> _Directions for this task_
Pick out every line in the data below that contains the word "grass" and copy each of those lines.

> _Records for this exercise_
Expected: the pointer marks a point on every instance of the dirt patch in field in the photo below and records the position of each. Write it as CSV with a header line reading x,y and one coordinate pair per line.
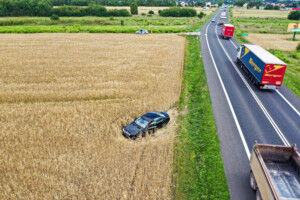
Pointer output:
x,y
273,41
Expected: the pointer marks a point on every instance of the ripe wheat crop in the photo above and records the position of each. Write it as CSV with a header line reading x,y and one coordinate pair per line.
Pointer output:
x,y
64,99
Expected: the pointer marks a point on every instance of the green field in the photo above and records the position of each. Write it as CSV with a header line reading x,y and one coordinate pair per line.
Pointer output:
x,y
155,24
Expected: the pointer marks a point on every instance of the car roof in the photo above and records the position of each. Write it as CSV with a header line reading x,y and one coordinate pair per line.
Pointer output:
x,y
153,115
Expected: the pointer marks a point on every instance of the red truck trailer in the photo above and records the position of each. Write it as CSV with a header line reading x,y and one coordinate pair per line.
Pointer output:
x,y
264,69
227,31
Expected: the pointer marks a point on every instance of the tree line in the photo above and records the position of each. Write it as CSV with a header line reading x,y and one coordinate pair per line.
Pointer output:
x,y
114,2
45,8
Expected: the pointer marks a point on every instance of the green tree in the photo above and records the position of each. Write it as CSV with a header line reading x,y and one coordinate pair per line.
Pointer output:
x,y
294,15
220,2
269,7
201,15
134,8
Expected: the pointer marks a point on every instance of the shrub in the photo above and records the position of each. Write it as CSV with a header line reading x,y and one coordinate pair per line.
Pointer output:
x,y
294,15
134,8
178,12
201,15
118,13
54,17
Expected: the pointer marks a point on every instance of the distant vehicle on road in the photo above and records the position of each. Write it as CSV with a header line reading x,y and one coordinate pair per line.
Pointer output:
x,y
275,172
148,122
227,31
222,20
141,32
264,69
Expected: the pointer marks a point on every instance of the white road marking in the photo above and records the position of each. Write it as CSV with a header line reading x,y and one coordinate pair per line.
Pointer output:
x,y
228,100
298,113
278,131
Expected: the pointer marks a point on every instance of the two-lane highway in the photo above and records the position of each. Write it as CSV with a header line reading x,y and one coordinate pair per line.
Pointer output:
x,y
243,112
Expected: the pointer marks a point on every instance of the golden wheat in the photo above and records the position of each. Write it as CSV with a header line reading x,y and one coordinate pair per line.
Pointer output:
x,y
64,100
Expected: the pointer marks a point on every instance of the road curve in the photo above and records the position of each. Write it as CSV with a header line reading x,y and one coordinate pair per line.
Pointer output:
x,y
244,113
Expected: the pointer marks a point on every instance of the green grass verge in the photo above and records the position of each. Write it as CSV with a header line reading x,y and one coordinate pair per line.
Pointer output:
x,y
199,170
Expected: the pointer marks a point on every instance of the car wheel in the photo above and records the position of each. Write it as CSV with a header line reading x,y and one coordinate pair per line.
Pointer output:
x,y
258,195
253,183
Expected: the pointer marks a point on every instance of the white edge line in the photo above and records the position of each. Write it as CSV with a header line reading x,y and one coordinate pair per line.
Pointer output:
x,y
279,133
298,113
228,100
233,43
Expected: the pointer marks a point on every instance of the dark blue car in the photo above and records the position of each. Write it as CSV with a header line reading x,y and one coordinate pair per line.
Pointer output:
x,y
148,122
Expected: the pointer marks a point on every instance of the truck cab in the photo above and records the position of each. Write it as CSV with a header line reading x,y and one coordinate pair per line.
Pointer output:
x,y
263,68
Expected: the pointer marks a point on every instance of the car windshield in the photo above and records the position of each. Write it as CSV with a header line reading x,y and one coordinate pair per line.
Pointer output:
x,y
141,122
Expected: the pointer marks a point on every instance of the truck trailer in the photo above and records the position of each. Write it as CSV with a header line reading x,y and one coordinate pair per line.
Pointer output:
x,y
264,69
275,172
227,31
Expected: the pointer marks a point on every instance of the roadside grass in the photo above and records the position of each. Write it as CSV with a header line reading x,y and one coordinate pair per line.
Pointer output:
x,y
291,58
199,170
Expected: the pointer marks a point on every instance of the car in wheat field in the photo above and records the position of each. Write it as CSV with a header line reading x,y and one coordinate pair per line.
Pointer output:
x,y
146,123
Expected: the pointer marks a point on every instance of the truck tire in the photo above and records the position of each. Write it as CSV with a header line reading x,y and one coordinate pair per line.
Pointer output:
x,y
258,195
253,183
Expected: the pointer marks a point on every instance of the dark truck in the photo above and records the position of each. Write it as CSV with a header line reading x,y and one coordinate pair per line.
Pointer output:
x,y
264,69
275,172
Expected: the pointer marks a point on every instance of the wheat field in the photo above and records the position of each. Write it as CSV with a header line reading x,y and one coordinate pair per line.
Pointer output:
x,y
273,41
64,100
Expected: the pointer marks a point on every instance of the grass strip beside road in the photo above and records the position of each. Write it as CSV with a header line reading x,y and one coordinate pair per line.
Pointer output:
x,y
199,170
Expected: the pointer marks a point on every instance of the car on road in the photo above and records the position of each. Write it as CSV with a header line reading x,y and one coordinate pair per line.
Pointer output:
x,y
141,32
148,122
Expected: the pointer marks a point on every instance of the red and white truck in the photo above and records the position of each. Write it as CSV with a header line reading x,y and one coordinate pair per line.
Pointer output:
--
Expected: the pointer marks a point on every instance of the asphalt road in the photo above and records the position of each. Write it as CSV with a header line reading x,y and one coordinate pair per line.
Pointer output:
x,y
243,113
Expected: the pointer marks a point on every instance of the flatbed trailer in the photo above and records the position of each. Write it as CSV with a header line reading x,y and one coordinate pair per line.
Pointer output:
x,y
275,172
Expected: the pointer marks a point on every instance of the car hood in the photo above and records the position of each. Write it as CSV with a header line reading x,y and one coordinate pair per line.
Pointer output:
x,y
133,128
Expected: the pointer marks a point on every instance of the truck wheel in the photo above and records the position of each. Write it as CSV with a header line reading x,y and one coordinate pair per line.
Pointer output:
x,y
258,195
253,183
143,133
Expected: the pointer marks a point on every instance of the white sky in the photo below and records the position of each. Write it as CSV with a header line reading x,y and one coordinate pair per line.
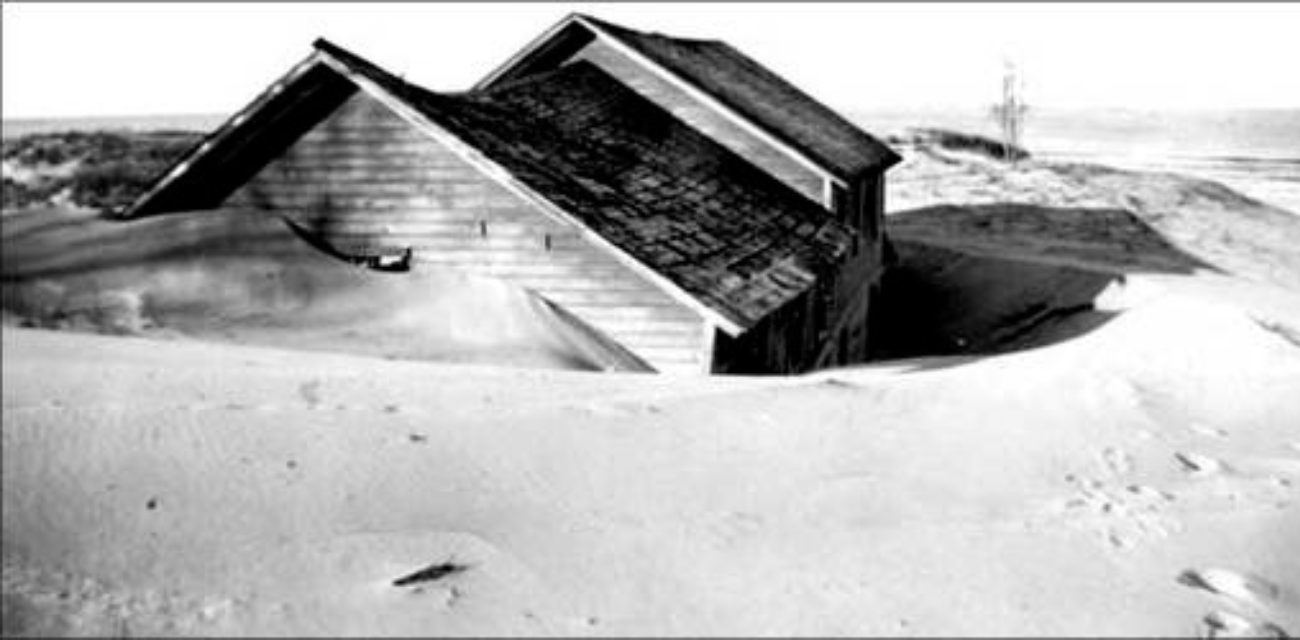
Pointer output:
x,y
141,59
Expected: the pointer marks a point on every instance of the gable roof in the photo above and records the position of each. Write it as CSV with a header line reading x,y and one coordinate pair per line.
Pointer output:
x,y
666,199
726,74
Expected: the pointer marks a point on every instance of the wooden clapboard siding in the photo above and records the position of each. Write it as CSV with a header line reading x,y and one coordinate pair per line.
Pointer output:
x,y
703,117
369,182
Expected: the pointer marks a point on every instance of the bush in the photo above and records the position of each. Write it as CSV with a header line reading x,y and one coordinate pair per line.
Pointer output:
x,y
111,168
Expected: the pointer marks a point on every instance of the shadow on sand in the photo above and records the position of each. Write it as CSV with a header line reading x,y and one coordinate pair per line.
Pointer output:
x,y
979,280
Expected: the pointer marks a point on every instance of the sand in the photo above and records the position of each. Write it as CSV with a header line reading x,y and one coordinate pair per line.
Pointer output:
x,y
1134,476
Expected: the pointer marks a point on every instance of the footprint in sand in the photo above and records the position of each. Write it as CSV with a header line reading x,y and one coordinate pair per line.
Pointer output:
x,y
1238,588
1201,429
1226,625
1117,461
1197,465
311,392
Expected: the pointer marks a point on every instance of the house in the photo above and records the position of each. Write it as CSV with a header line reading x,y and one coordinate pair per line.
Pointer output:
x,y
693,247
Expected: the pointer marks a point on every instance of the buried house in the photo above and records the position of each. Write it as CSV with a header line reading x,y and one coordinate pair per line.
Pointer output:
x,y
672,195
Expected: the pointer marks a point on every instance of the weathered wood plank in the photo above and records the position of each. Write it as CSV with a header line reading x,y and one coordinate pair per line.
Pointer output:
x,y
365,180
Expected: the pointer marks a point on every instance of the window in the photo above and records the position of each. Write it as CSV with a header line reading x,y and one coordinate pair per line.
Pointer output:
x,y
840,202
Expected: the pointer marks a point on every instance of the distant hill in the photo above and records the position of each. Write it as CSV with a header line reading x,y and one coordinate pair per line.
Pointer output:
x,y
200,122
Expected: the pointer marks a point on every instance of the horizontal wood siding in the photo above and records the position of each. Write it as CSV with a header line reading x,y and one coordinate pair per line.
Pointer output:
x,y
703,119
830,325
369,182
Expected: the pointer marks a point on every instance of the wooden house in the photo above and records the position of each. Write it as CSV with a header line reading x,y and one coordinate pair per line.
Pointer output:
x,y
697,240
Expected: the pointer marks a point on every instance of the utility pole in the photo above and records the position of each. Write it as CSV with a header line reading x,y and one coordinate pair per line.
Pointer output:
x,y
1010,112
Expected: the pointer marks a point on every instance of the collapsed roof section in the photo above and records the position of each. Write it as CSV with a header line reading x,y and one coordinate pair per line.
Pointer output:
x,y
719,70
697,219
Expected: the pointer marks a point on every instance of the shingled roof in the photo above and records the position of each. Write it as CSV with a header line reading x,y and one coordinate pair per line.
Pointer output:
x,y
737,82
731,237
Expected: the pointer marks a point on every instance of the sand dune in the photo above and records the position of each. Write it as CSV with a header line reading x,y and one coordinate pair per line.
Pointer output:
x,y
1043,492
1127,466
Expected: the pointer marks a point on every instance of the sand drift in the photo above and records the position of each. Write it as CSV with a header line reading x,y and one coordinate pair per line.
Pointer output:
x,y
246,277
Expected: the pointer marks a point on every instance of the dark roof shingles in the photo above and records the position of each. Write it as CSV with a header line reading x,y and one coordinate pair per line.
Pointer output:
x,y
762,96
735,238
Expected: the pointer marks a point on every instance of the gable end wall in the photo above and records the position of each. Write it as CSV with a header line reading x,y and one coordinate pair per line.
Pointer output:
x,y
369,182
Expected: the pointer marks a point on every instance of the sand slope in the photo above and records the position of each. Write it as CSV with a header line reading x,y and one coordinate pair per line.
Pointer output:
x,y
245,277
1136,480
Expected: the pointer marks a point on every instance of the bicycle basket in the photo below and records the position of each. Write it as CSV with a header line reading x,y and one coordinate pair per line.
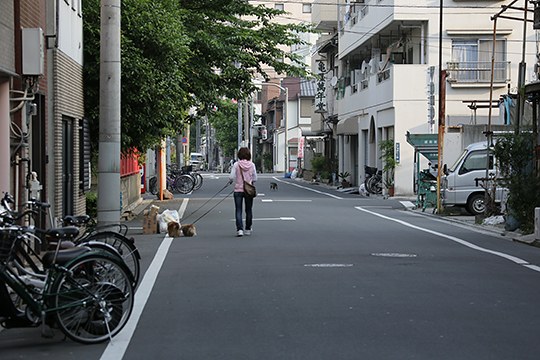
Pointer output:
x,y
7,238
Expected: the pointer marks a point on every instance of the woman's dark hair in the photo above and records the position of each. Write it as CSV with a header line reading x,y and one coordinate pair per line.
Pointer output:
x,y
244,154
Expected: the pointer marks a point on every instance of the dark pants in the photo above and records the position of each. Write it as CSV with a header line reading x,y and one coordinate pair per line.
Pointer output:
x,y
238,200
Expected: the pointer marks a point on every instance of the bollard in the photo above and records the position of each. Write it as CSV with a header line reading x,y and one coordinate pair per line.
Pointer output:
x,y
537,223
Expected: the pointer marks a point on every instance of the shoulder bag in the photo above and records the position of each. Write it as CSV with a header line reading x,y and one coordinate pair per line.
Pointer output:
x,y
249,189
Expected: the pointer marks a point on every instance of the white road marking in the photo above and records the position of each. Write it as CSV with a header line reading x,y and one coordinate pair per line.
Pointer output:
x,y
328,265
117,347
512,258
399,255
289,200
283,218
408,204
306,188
--
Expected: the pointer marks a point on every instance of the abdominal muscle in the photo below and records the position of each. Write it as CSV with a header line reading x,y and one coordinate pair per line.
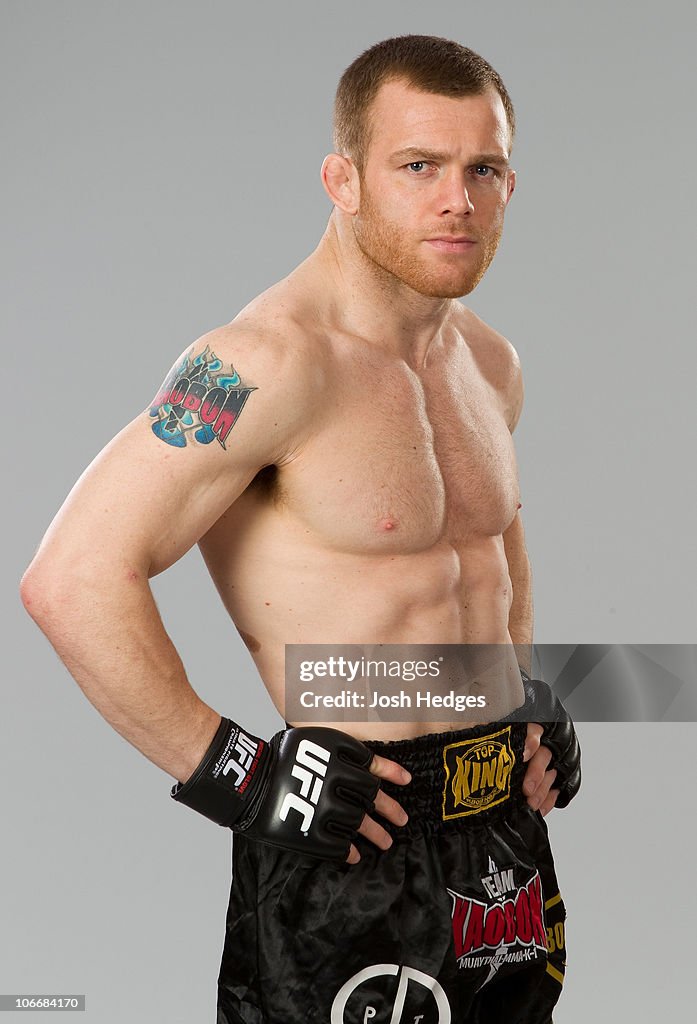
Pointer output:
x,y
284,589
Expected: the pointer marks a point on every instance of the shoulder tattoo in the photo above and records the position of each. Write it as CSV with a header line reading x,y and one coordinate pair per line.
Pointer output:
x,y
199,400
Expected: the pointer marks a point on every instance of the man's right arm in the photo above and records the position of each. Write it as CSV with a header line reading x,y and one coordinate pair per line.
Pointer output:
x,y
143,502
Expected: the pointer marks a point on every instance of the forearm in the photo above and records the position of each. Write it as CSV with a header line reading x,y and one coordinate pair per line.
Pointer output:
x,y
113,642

> _Output of the exercise_
Expected: the pointer marks a point on every instance of the green grass verge in the photo above and records the position of each. Write it as CSV with a header line reading x,y and one coordinate pair per line.
Expected: the pointer marks a point on every instance of the roadside grass in the photo above and records the position of each. Write it as CSV with a header line reading x,y and one coordinate pair per line.
Expected: the pointer marks a point on every instance of the grass strip beside road in the photo above and records the position of each. Write it as CSV with a header line reading x,y and one coordinate pair per line.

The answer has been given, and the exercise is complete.